• Task set:
[a] Check whether each statement below agrees with the essay about Diet Coke. Answer each with yes or no and quote the exact words of the essay that decide it.
(i) The writer finds Donald Trump's reported daily intake somewhat excessive.
(ii) The writer's routine of moving between apartment, lectures, friends and job is still going on.
(iii) The writer names law lecturers as a group that shares a love for the drink.
[b] Pick up the essay about Diet Coke below and keep writing it, beginning right after its last sentence.

• Document:
-*-

Inside the door awaited my prize: a sleek, glistening pallet of Diet Coke cans. My hands began to tremble with adrenaline

From the familiar rush to afternoon lectures to long stressful nights spent in Ussher 2, the carbonated beverage had, unwittingly, become a part of my almost-daily routine. Now this routine – the coming and going between my apartment, my lectures, my friends and my job – is gone and the drink is all I have left.

To those of you who dislike it, or choose its healthier alternatives instead, I wish you well. You quite possibly have never experienced the first self-congratulatory sip taken after making it halfway through an article without stopping. Maybe it isn’t your go-to cure after a particularly messy night out. Perhaps, for some reason, you don’t associate the drink with afternoons spent lamenting the latest sorry development in your slow-moving love life.

I have nothing but pity for those of you who have missed out on these experiences. It could be that you are one of the naysayers who points to the countless newspaper articles as proof that Diet Coke is more damaging than its regular counterpart. Or maybe you’re the person who tags their friend for the fifth time in the Facebook memes linking it with a litany of health problems. If you fall into either of these categories you are most likely raising your eyebrows with scepticism. But hear me out.

Bizarre as this may sound, I know that I am not alone. If there is one thing to unite law lecturers, Arts Block smokers and Donald Trump, it is a love for (or dependency on) this caffeinated drink. (Don’t worry, even I consider Trump’s reported intake of 12 cans a day to be a bit excessive.)

-*-

• Dataset section:
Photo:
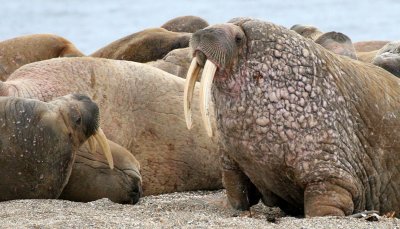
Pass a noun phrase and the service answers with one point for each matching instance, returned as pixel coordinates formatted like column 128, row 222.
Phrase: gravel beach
column 176, row 210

-*-

• Answers below:
[a]
(i) Yes: "even I consider Trump’s reported intake of 12 cans a day to be a bit excessive."
(ii) No: "Now this routine – the coming and going between my apartment, my lectures, my friends and my job – is gone and the drink is all I have left."
(iii) Yes: "If there is one thing to unite law lecturers, Arts Block smokers and Donald Trump, it is a love for (or dependency on) this caffeinated drink."

[b]
If there is one thing to unite law lecturers, Arts Block smokers and Donald Trump, it is a love for (or dependency on) this caffeinated drink

A notable place is kept for the newly slender metal can on many lecterns. The drink has become a carbonated elixir for academics, students and politicians alike. Diet Coke belongs to a very specific subset within college society. You’ve heard it here first – smokers sipping from Diet Coke cans next to conspicuously-placed “Smoke Free Trinity” stickers while wearing aging Doc Martens will live on as a zeitgeist of the Trinity Education Project (TEP) era.

In that moment in Tesco Express, I was transported to first year, when the disruption caused by the infamous snowstorm of March 2018 forced me and many others into a very different, shorter period of self-isolation than the one I was now experiencing. For a very strange four days, I subsisted on nothing but Bran Flakes, potato waffles and, of course, Diet Coke. From then on, the drink became a staple in my weekly shop. Soon, friends slagged me for my over-reliance on what an old friend of mine used to call “low-fat coke”. Unbeknownst to me, it had become a constant in my chaotic, ever-evolving college life.

A concerned nod from a fellow customer eventually brought me back to the present. It was a no-brainer – €13 was a small price to pay for the nostalgic value the product offered in this distinct moment of both national and personal crisis. Grinning to myself with pride for successfully venturing outside, I lugged my haul back to my apartment.

This unintended moment of nostalgic self-reflection was a welcome reminder that, though uncertain, the current upheaval is only temporary. The metallic click of the can as the pull-tab hits the lid and tears it open will once again become the soundtrack to my panicked nights in the Ussher. I will welcome the self-righteous grins of those who don’t rely on the drink as a reward for staying in the Ussher’s clutches for longer than an hour. I will wear this habit as a badge of honour as I stow my can surreptitiously in the bottom of my bag, away from the glare of library security guards.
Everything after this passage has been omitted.